## GIVEN TEXT
GBIF is the largest open-access biodiversity data repository and hosts over 500 million records for Tracheophyta, a foundational group for terrestrial ecosystems and a key focus in ecological, biogeographic, and evolutionary research. However, despite its immense value, GBIF often inherits taxonomic inaccuracies, spatial biases, and incomplete records from source data, primarily due to historical inconsistencies in specimen collection, unresolved synonymy, and uneven sampling efforts. These limitations can undermine the reliability of downstream analyses, and such issues can distort plant richness estimates and ultimately compromise the accuracy of biodiversity analyses and related scientific studies.

Moreover, handling such large-scale data is always a significant challenge for ordinary researchers. Traditional data-processing methods require substantial time and effort, involve calling multiple different tools, and sometimes necessitate the use of expensive professional servers. In the current era of rapidly advancing personal computing power, this situation is clearly in urgent need of improvement. To address these limitations, we present UltraGBIF, an ultrafast and convenient R package designed for efficient parsing and merging GBIF records. It is inspired by ParseGBIF(De Melo et al. 2024) and guided by the design principles of accessibility, computational efficiency, and optimal resource utilization.

Workflow of UltraGBIF

The pipeline described below is specifically designed to enable rapid processing of large-volume plant occurrence records from GBIF, while maintaining rigorous quality control standards. Focused exclusively on plant data, it streamlines the cleaning, filtering, and standardization of GBIF-derived records, ensuring high data integrity and consistency for downstream analyses such as species distribution modeling, biodiversity assessments, and macro-ecological studies.

Taxon Name Resolution This section includes a taxonomic standardization step to resolve and validate scientific names of plant taxa. This is achieved by referencing the World Checklist of Vascular Plants, a comprehensive and authoritative global resource. Alternatively, the online Taxonomic Name Resolution Service (TNRS), which has been built in following the protocol of Maitner and Boyle (2024), can be used to automatically match and correct taxon names against multiple taxonomic databases. This ensures consistent and accurate species identification, a critical prerequisite for reliable biodiversity analyses and cross-dataset integration.

## MATERIAL SUPPLIED
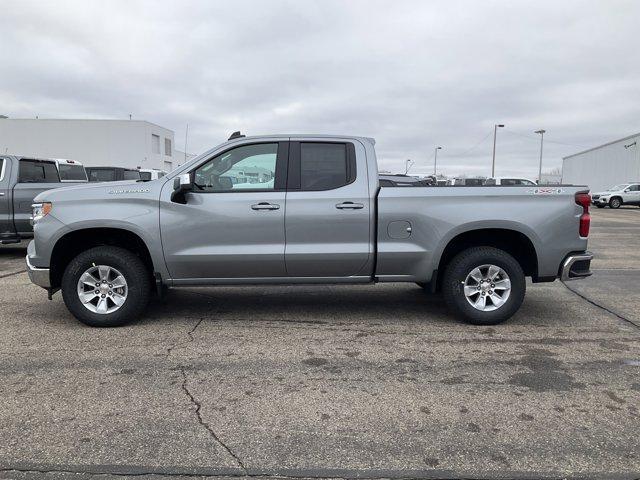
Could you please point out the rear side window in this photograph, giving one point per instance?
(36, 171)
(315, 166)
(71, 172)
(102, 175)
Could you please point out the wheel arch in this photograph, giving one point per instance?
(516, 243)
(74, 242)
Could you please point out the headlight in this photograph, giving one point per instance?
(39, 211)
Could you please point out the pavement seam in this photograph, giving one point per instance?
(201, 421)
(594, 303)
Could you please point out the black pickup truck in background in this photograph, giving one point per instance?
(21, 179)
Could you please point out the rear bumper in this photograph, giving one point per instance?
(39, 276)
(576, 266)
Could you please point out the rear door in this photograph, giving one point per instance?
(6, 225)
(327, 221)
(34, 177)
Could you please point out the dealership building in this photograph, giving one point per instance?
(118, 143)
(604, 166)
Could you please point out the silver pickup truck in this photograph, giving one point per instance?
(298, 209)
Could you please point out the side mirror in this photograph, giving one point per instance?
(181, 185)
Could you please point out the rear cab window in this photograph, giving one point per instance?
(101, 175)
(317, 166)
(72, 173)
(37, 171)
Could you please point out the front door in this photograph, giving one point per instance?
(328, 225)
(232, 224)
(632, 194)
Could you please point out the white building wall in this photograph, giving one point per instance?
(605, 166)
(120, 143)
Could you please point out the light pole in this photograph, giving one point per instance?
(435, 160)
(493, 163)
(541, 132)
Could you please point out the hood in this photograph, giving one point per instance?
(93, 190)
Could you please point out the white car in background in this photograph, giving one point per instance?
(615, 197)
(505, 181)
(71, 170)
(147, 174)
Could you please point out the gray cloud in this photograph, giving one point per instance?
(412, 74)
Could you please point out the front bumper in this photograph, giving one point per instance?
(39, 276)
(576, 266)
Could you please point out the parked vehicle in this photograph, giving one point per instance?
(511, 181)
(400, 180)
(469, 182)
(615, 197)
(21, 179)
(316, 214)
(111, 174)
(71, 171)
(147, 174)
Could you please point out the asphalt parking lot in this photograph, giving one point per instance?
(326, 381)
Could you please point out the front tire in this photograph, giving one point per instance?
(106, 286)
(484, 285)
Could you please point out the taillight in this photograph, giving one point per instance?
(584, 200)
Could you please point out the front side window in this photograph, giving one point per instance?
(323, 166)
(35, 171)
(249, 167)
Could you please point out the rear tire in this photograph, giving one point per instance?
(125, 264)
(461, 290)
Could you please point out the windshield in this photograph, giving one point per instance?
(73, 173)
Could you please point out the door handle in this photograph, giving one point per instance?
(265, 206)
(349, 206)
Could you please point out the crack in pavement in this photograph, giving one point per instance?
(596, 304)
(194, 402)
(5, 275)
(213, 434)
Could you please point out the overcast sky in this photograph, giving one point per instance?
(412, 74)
* * *
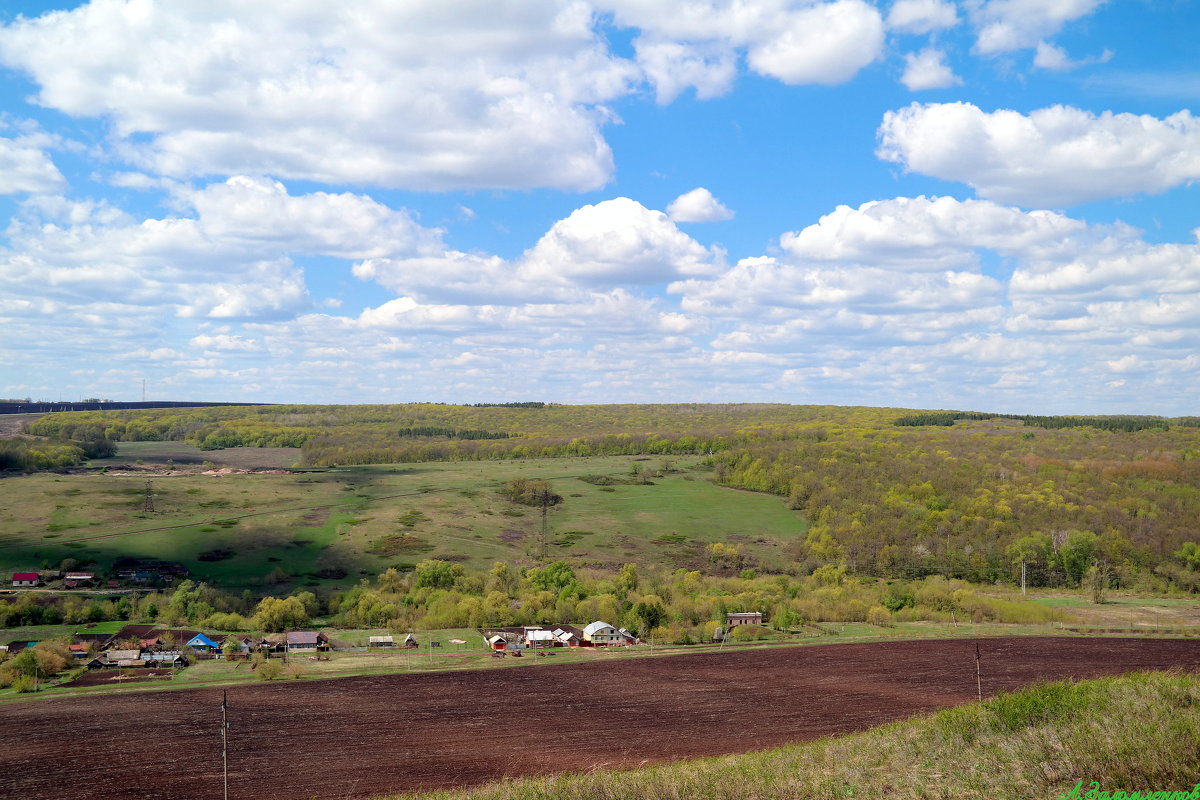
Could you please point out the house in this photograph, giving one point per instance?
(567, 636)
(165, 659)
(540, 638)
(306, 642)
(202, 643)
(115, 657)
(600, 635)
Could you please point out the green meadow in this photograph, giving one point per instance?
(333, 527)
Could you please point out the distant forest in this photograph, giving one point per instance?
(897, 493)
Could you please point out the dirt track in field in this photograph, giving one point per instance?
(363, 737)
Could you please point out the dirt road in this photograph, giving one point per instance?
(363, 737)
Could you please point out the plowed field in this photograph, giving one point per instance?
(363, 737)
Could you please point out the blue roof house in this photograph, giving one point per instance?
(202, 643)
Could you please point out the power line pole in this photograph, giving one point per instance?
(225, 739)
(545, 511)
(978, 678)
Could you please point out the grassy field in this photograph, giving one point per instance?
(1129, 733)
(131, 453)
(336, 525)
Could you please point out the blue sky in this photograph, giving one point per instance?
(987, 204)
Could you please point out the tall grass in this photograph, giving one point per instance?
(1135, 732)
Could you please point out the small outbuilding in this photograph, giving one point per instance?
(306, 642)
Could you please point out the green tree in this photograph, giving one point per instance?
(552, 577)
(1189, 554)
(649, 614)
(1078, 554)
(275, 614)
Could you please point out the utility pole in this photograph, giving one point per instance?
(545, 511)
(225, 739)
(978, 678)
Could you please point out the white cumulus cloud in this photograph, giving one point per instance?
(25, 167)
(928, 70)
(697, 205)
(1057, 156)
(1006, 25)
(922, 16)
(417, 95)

## TASK SET
(a) Answer these questions about the UltraGBIF text:
(i) How many Tracheophyta records does GBIF host?
(ii) Which earlier work inspired UltraGBIF?
(iii) What resource does the taxon name resolution step reference to resolve and validate plant names?
(b) Please output everything in the UltraGBIF text from "Workflow of UltraGBIF" down to "and macro-ecological studies.".

## SOLUTION SET
(a)
(i) Over 500 million.
(ii) ParseGBIF (De Melo et al. 2024).
(iii) The World Checklist of Vascular Plants.

(b)
Workflow of UltraGBIF

The pipeline described below is specifically designed to enable rapid processing of large-volume plant occurrence records from GBIF, while maintaining rigorous quality control standards. Focused exclusively on plant data, it streamlines the cleaning, filtering, and standardization of GBIF-derived records, ensuring high data integrity and consistency for downstream analyses such as species distribution modeling, biodiversity assessments, and macro-ecological studies.